Passage shown >>

I am so at home in Dublin, more than any other city, that I feel it has always been familiar to me. It took me years to see through its soft charm to its bitter prickly kernel - which I quite like too.

What had Gretta on?

 

At the time of his death in 2008 David G Wright was completing his book Dubliners and Ulysses: Bonds of Character. The editors suggest it is perhaps his most important work. Declan Kiberd describes it as a “deft and beautiful book which explores the links between DublinersA Portrait and Ulysses … He confirms the epic nature of Joyce’s continuing project and the rigour with which the great artist re-created an entire world.” The book is indeed beautifully written and will fascinate readers of Joyce.

Speaking of the links between “The Dead” and the final triad of episodes in Ulysses, “Eumaeus”, “Ithaca” and “Penelope”. Wright comments on Gabriel Conroy’s marriage and that of Leopold Bloom:

The marriages shown in both works are subject at the moment to similar kinds of stress, caused by the presence of a third party. After travelling to the hotel, Gabriel must confront for the first time Gretta’s past attachment to Michael Furey. After returning to his home, Bloom must confront for the first time the reality that Molly’s affair with Boylan has now been consummated. We imagine that neither household, after these revelations and developments, can ever be quite the same again. While the now-dead Michael Furey obviously poses no further threat in his own person to the Conroys’ marriage, Gabriel responds to Gretta’s revelation about him with profound alarm and self-mortifying unhappiness, yet also with a new degree of humility and an enhanced respect for Gretta’s autonomy. Boylan may or may not pose a future threat to the Blooms’ marriage in his own person: Molly expresses the hope that he will visit her again during the following week, obviously for sexual as well as musical purposes, but she also appears somewhat disillusioned about his personal qualities, contrasting them unfavorably with Bloom’s. We may also intuit that Boylan’s interest in Molly is unlikely to last. Bloom displays an equanimity in the face of Molly’s infidelity which, paradoxically, does much to support her esteem for him. Like Gabriel, he respects the autonomy of his wife.

(Source records)
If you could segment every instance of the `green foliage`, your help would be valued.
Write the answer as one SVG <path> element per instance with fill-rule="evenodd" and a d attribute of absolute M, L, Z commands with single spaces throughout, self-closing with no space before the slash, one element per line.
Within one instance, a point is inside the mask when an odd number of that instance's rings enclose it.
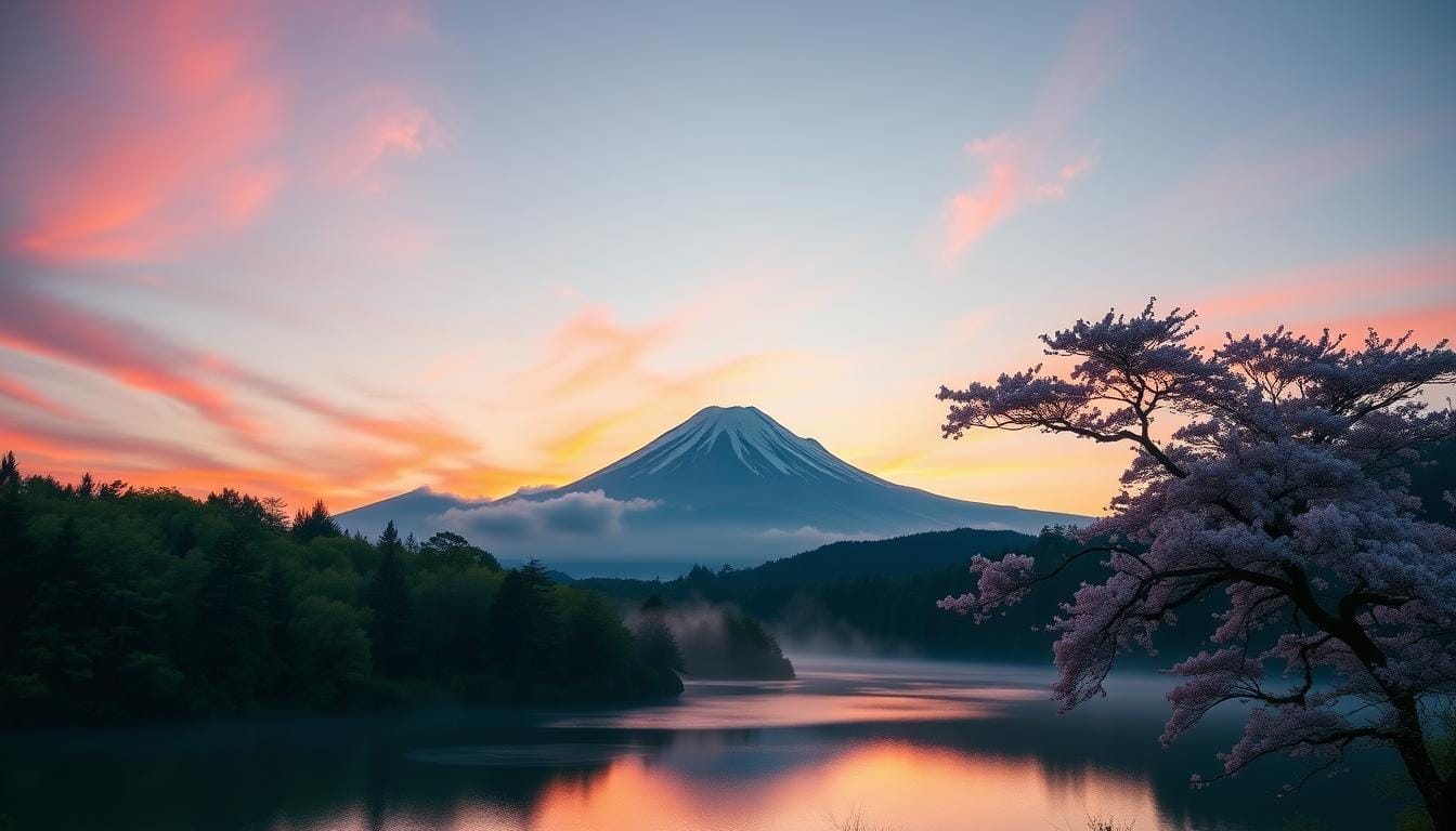
<path fill-rule="evenodd" d="M 345 536 L 317 502 L 25 479 L 0 457 L 0 726 L 681 684 L 598 597 L 457 534 Z"/>
<path fill-rule="evenodd" d="M 967 570 L 973 554 L 1021 552 L 1035 556 L 1050 569 L 1076 550 L 1075 541 L 1056 534 L 1029 537 L 1013 531 L 961 528 L 893 540 L 833 543 L 732 572 L 715 573 L 696 566 L 686 576 L 668 582 L 582 579 L 572 585 L 633 604 L 657 595 L 677 605 L 705 601 L 713 607 L 735 607 L 753 619 L 770 621 L 782 637 L 814 648 L 910 649 L 954 658 L 1044 661 L 1053 637 L 1040 624 L 1057 614 L 1056 603 L 1064 594 L 1038 592 L 980 626 L 968 617 L 941 611 L 935 601 L 974 587 L 976 576 Z M 1070 594 L 1079 581 L 1092 579 L 1096 568 L 1093 559 L 1075 563 L 1053 588 L 1064 588 Z M 741 648 L 754 640 L 750 629 L 735 630 Z M 687 661 L 687 672 L 697 674 L 689 635 L 678 632 L 678 646 Z M 1184 637 L 1184 633 L 1169 629 L 1163 643 L 1176 637 Z M 692 646 L 696 649 L 697 643 Z"/>

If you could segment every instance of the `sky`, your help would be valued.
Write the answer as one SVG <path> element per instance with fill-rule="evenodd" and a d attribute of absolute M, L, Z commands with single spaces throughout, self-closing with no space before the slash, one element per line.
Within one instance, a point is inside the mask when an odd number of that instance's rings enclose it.
<path fill-rule="evenodd" d="M 1450 3 L 7 3 L 0 448 L 341 511 L 562 485 L 706 405 L 941 437 L 1108 309 L 1456 335 Z"/>

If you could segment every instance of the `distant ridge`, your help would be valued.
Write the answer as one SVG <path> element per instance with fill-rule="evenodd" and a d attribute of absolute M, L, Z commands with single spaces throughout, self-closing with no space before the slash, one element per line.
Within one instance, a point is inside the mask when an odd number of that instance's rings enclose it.
<path fill-rule="evenodd" d="M 339 517 L 365 534 L 389 520 L 418 537 L 453 530 L 507 559 L 540 556 L 572 575 L 651 575 L 668 563 L 760 563 L 834 540 L 961 527 L 1035 534 L 1086 521 L 895 485 L 753 406 L 703 407 L 562 488 L 495 502 L 421 489 Z"/>

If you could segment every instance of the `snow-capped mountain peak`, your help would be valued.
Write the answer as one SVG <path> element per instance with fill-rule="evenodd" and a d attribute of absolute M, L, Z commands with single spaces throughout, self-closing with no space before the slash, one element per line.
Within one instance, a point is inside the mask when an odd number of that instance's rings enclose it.
<path fill-rule="evenodd" d="M 389 520 L 421 538 L 453 530 L 507 556 L 563 563 L 648 568 L 642 563 L 677 557 L 686 570 L 693 562 L 753 563 L 831 540 L 965 525 L 1037 533 L 1082 518 L 895 485 L 792 434 L 759 407 L 711 406 L 562 488 L 495 502 L 416 492 L 339 520 L 371 536 Z"/>
<path fill-rule="evenodd" d="M 760 477 L 879 482 L 840 461 L 812 438 L 802 438 L 754 406 L 709 406 L 664 432 L 642 450 L 594 473 L 598 476 L 657 476 L 700 464 L 724 442 L 748 473 Z M 721 451 L 719 451 L 721 453 Z"/>

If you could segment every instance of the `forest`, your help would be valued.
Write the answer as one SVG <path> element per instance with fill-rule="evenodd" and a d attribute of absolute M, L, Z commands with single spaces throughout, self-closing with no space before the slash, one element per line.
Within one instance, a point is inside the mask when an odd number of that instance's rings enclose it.
<path fill-rule="evenodd" d="M 1421 501 L 1420 515 L 1433 522 L 1456 524 L 1456 504 L 1447 498 L 1453 489 L 1450 472 L 1456 469 L 1456 441 L 1430 442 L 1420 451 L 1423 464 L 1406 472 L 1409 492 Z M 1044 664 L 1056 639 L 1044 624 L 1061 611 L 1060 604 L 1079 584 L 1105 576 L 1096 559 L 1070 565 L 1042 591 L 983 623 L 939 611 L 935 603 L 976 587 L 977 576 L 967 569 L 974 554 L 1028 554 L 1038 568 L 1050 569 L 1079 549 L 1075 540 L 1056 530 L 1031 537 L 958 528 L 830 543 L 750 569 L 722 566 L 715 570 L 699 565 L 673 581 L 594 578 L 572 585 L 620 601 L 655 595 L 676 604 L 738 608 L 772 624 L 801 652 Z M 1217 603 L 1201 600 L 1184 617 L 1206 619 L 1214 611 L 1219 611 Z M 1208 648 L 1206 635 L 1194 626 L 1171 624 L 1159 635 L 1159 648 L 1197 652 Z M 1153 664 L 1155 658 L 1133 651 L 1125 662 Z"/>
<path fill-rule="evenodd" d="M 598 595 L 456 534 L 365 540 L 323 502 L 290 520 L 230 489 L 0 460 L 6 726 L 678 694 L 651 646 Z"/>

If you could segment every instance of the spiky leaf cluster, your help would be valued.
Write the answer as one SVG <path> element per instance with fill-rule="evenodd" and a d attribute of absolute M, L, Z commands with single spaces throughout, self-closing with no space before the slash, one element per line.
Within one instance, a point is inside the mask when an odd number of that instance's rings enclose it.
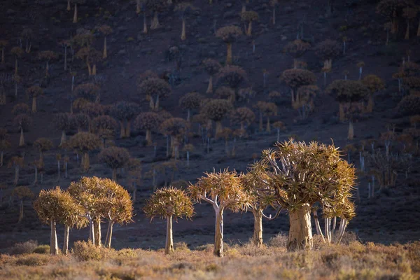
<path fill-rule="evenodd" d="M 191 218 L 194 207 L 185 191 L 171 186 L 156 190 L 146 201 L 143 211 L 152 219 L 156 216 Z"/>

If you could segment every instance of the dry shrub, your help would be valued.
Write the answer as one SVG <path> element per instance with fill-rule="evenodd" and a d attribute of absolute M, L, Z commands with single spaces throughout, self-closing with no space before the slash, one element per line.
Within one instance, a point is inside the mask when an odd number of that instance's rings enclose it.
<path fill-rule="evenodd" d="M 16 243 L 9 251 L 10 255 L 22 255 L 31 253 L 38 246 L 38 242 L 29 240 L 23 243 Z"/>

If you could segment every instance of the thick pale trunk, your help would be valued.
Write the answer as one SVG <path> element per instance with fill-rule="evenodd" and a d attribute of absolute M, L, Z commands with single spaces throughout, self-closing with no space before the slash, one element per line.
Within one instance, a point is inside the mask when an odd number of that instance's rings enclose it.
<path fill-rule="evenodd" d="M 182 31 L 181 32 L 181 39 L 184 41 L 187 38 L 187 36 L 186 35 L 186 20 L 182 19 Z"/>
<path fill-rule="evenodd" d="M 164 245 L 164 253 L 174 252 L 174 238 L 172 234 L 172 216 L 167 218 L 167 239 Z"/>
<path fill-rule="evenodd" d="M 77 23 L 77 3 L 74 4 L 74 14 L 73 15 L 73 23 Z"/>
<path fill-rule="evenodd" d="M 254 232 L 252 241 L 258 247 L 262 245 L 262 211 L 255 210 L 253 211 L 254 216 Z"/>
<path fill-rule="evenodd" d="M 106 51 L 106 36 L 104 38 L 104 55 L 102 55 L 104 59 L 108 57 L 108 52 Z"/>
<path fill-rule="evenodd" d="M 69 233 L 70 227 L 64 225 L 64 241 L 63 241 L 63 253 L 67 255 L 69 253 Z"/>
<path fill-rule="evenodd" d="M 112 239 L 112 230 L 114 222 L 109 220 L 108 223 L 108 230 L 106 231 L 106 239 L 105 239 L 105 246 L 106 248 L 111 248 L 111 240 Z"/>
<path fill-rule="evenodd" d="M 213 93 L 213 76 L 211 76 L 209 79 L 209 86 L 207 87 L 207 90 L 206 93 Z"/>
<path fill-rule="evenodd" d="M 50 239 L 50 253 L 51 255 L 58 254 L 58 242 L 57 241 L 57 228 L 55 227 L 55 220 L 52 220 L 51 223 L 51 237 Z"/>
<path fill-rule="evenodd" d="M 232 43 L 227 44 L 226 64 L 232 64 Z"/>
<path fill-rule="evenodd" d="M 309 204 L 304 204 L 300 209 L 289 212 L 290 227 L 287 244 L 288 251 L 312 248 L 310 211 Z"/>

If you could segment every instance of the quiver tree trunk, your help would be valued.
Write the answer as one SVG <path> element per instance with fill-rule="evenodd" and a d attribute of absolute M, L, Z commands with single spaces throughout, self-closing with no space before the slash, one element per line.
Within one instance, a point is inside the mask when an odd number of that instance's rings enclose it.
<path fill-rule="evenodd" d="M 287 241 L 288 251 L 312 248 L 310 211 L 309 204 L 304 204 L 300 209 L 289 212 L 290 227 Z"/>
<path fill-rule="evenodd" d="M 67 255 L 69 253 L 69 233 L 70 227 L 64 225 L 64 241 L 63 241 L 63 253 Z"/>
<path fill-rule="evenodd" d="M 216 232 L 214 233 L 214 255 L 223 256 L 223 209 L 216 209 Z"/>
<path fill-rule="evenodd" d="M 254 231 L 252 242 L 258 247 L 262 245 L 262 211 L 255 210 L 252 212 L 254 216 Z"/>
<path fill-rule="evenodd" d="M 206 93 L 213 93 L 213 76 L 211 76 L 209 79 L 209 86 L 207 87 Z"/>
<path fill-rule="evenodd" d="M 232 43 L 227 44 L 226 64 L 232 64 Z"/>
<path fill-rule="evenodd" d="M 174 238 L 172 234 L 172 216 L 167 217 L 167 239 L 164 245 L 164 253 L 174 252 Z"/>
<path fill-rule="evenodd" d="M 55 220 L 52 219 L 50 221 L 51 225 L 51 237 L 50 239 L 50 253 L 51 255 L 58 254 L 58 242 L 57 241 L 57 228 Z"/>
<path fill-rule="evenodd" d="M 108 223 L 108 230 L 106 231 L 106 239 L 105 239 L 105 246 L 106 248 L 111 248 L 111 239 L 112 239 L 112 230 L 114 222 L 109 220 Z"/>
<path fill-rule="evenodd" d="M 93 231 L 94 234 L 94 244 L 97 247 L 102 246 L 102 232 L 101 232 L 101 219 L 97 218 L 93 220 Z"/>
<path fill-rule="evenodd" d="M 187 36 L 186 35 L 186 20 L 185 18 L 182 19 L 182 31 L 181 33 L 181 39 L 184 41 L 187 38 Z"/>

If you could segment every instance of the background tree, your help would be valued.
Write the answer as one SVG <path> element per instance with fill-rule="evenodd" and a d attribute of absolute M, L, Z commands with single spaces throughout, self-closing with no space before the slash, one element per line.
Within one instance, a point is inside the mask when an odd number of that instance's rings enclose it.
<path fill-rule="evenodd" d="M 26 93 L 32 97 L 32 113 L 36 113 L 36 98 L 43 94 L 43 90 L 38 85 L 32 85 L 27 89 Z"/>
<path fill-rule="evenodd" d="M 46 62 L 46 76 L 50 76 L 50 62 L 51 60 L 57 59 L 58 55 L 52 52 L 52 50 L 43 50 L 38 53 L 38 59 L 39 60 L 43 60 Z"/>
<path fill-rule="evenodd" d="M 211 58 L 203 60 L 203 66 L 207 74 L 210 76 L 206 93 L 213 93 L 213 77 L 219 71 L 222 66 L 218 61 Z"/>
<path fill-rule="evenodd" d="M 131 134 L 132 120 L 140 112 L 140 106 L 134 102 L 122 101 L 113 106 L 111 108 L 111 114 L 118 120 L 121 127 L 121 138 L 129 138 Z"/>
<path fill-rule="evenodd" d="M 309 48 L 311 48 L 310 43 L 297 39 L 286 45 L 283 51 L 293 58 L 293 69 L 295 69 L 298 68 L 298 59 L 301 57 Z"/>
<path fill-rule="evenodd" d="M 162 118 L 157 113 L 145 112 L 141 113 L 136 118 L 136 126 L 137 129 L 146 130 L 146 141 L 148 145 L 151 145 L 152 130 L 157 130 L 162 122 Z"/>
<path fill-rule="evenodd" d="M 246 195 L 236 172 L 225 169 L 220 172 L 205 173 L 198 182 L 188 187 L 191 197 L 197 202 L 210 203 L 216 214 L 216 232 L 214 253 L 223 256 L 223 212 L 225 209 L 237 211 L 246 202 Z"/>
<path fill-rule="evenodd" d="M 43 161 L 43 153 L 52 148 L 52 142 L 48 138 L 38 138 L 34 142 L 34 148 L 39 152 L 39 160 Z"/>
<path fill-rule="evenodd" d="M 246 10 L 241 13 L 241 20 L 245 22 L 248 22 L 248 28 L 245 28 L 246 36 L 252 35 L 252 22 L 258 20 L 258 13 L 253 10 Z"/>
<path fill-rule="evenodd" d="M 242 31 L 238 27 L 230 25 L 219 29 L 216 36 L 221 38 L 227 46 L 226 64 L 232 64 L 232 43 L 242 35 Z"/>
<path fill-rule="evenodd" d="M 89 170 L 89 151 L 96 150 L 101 146 L 99 138 L 92 133 L 78 132 L 69 140 L 69 146 L 83 153 L 82 167 L 85 172 Z"/>
<path fill-rule="evenodd" d="M 355 170 L 333 145 L 293 139 L 277 143 L 262 151 L 256 165 L 267 176 L 262 181 L 270 190 L 267 195 L 274 193 L 276 202 L 288 211 L 288 251 L 312 248 L 310 214 L 315 203 L 322 204 L 327 218 L 341 217 L 344 228 L 354 216 L 350 199 Z"/>
<path fill-rule="evenodd" d="M 34 198 L 34 192 L 27 186 L 21 186 L 13 189 L 13 195 L 19 199 L 19 220 L 22 222 L 23 219 L 23 201 Z"/>
<path fill-rule="evenodd" d="M 167 219 L 167 237 L 164 253 L 174 251 L 172 218 L 191 218 L 194 214 L 192 202 L 188 195 L 174 187 L 163 188 L 155 192 L 144 208 L 146 216 L 153 219 L 155 216 Z"/>
<path fill-rule="evenodd" d="M 171 87 L 166 80 L 150 78 L 144 80 L 139 85 L 140 94 L 150 97 L 150 107 L 152 110 L 159 108 L 159 100 L 171 94 Z"/>
<path fill-rule="evenodd" d="M 112 179 L 117 181 L 117 169 L 122 168 L 128 163 L 130 153 L 126 148 L 108 147 L 101 151 L 98 158 L 106 166 L 112 169 Z"/>
<path fill-rule="evenodd" d="M 211 99 L 202 108 L 200 113 L 216 122 L 216 132 L 218 134 L 222 130 L 222 120 L 233 109 L 233 106 L 227 100 Z"/>
<path fill-rule="evenodd" d="M 187 110 L 188 121 L 190 121 L 191 111 L 200 108 L 203 98 L 204 97 L 197 92 L 189 92 L 181 97 L 179 106 L 184 110 Z"/>
<path fill-rule="evenodd" d="M 15 56 L 15 75 L 18 75 L 18 59 L 23 55 L 23 50 L 20 47 L 13 47 L 10 52 Z"/>

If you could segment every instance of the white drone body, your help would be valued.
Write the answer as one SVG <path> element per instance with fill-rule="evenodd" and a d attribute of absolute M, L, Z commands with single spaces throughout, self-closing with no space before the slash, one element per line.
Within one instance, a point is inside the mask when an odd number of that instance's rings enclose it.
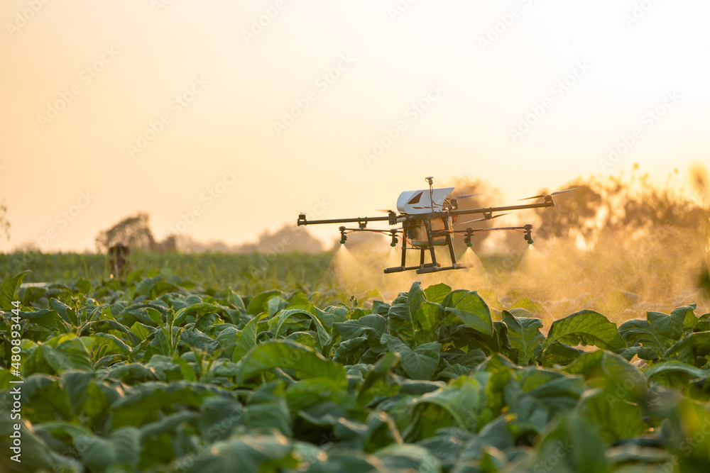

What you will do >>
1/ In the passage on Joyce's Dubliners and Ulysses, what book was David G Wright completing when he died in 2008?
2/ Continue the passage on Joyce's Dubliners and Ulysses from the point where it stops.

Responses to the exercise >>
1/ He was completing Dubliners and Ulysses: Bonds of Character.

2/
The dates of the action in “The Dead,” two days early in January 1904, appear critical for the marriage of Gabriel and Gretta, just as the days depicted in Ulysses, 16 and 17 June 1904, appear critical for the marriage of Bloom and Molly. Yet in neither the case of the Conroys nor that of the Blooms can we feel any certainty about the outcome of the marital difficulties which have been treated in the text. It is almost as difficult for readers to imagine Bloom and Molly waking in the morning as to visualise Gabriel and Gretta next day. (References to Gabriel and Gretta within Ulysses, however, give no suggestion that any problems have befallen them in the ensuing five months or, at least, no hint that the Blooms are aware of any such problems.)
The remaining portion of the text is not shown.